*** Opening Data ***

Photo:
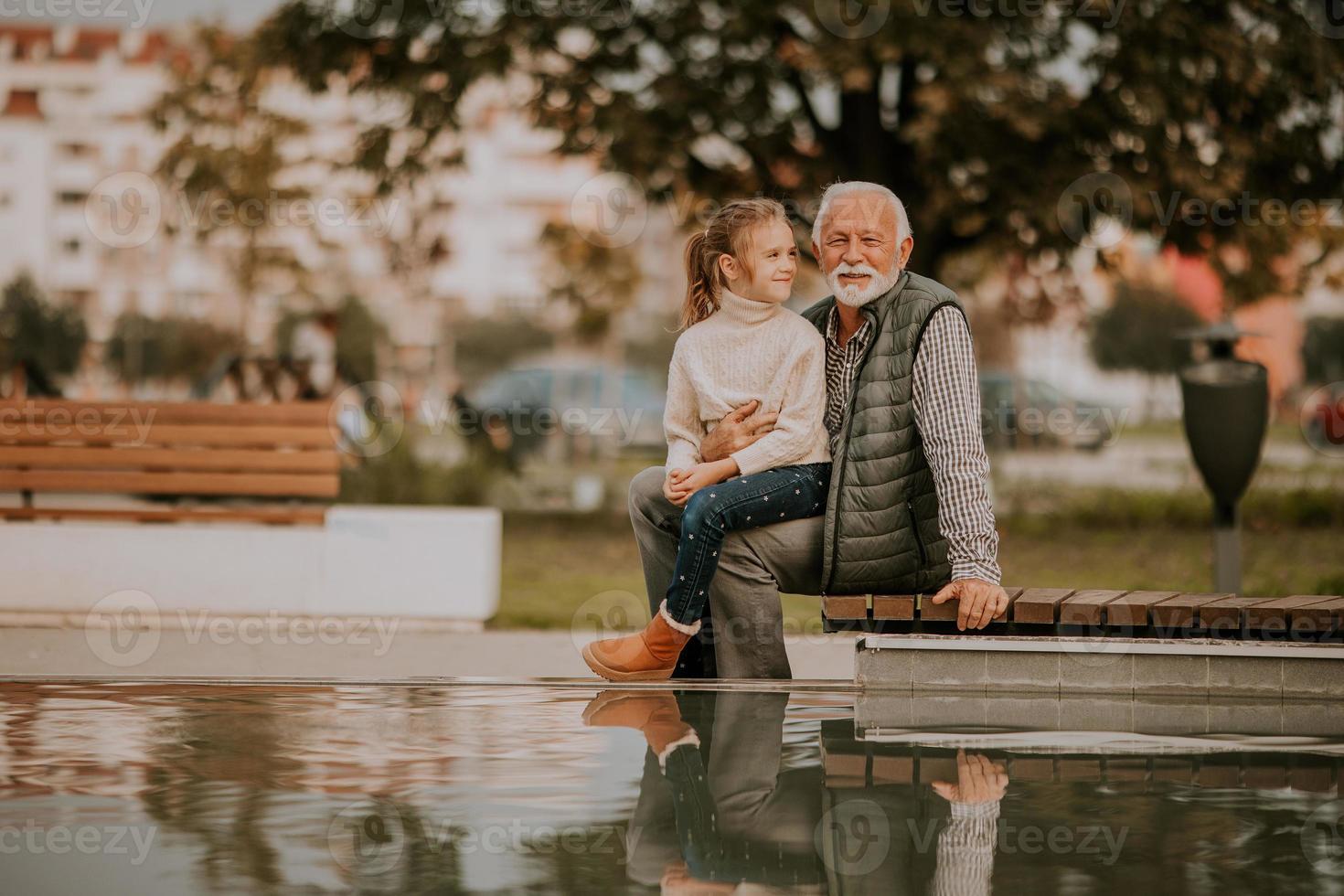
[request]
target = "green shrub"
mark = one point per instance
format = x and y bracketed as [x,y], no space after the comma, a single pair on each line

*** Closing Data ***
*** Opening Data ***

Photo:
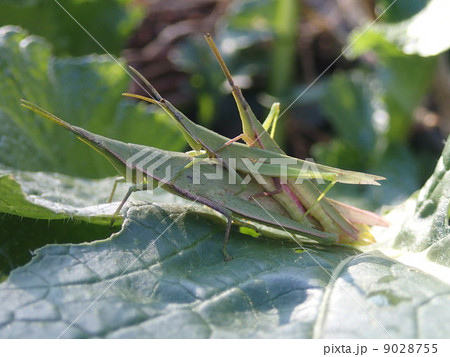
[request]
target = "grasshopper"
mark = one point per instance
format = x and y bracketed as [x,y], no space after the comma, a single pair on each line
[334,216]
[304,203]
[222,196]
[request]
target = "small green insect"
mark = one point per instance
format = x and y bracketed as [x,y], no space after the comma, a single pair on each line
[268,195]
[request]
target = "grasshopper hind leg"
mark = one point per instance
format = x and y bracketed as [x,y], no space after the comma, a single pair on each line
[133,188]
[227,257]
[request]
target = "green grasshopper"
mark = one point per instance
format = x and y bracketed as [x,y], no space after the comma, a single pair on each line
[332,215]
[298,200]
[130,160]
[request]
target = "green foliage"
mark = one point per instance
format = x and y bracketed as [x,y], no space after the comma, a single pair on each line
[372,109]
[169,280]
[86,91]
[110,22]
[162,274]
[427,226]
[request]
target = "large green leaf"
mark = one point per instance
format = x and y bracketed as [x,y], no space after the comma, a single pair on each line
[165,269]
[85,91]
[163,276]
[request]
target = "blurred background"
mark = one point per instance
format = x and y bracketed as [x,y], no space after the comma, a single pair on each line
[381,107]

*** Closing Data ***

### Exercise objective
Copy each line of the data that includes the word "grasshopper".

### Reply
target = "grasshopper"
target = "grasshopper hind leg"
target = "green grasshopper"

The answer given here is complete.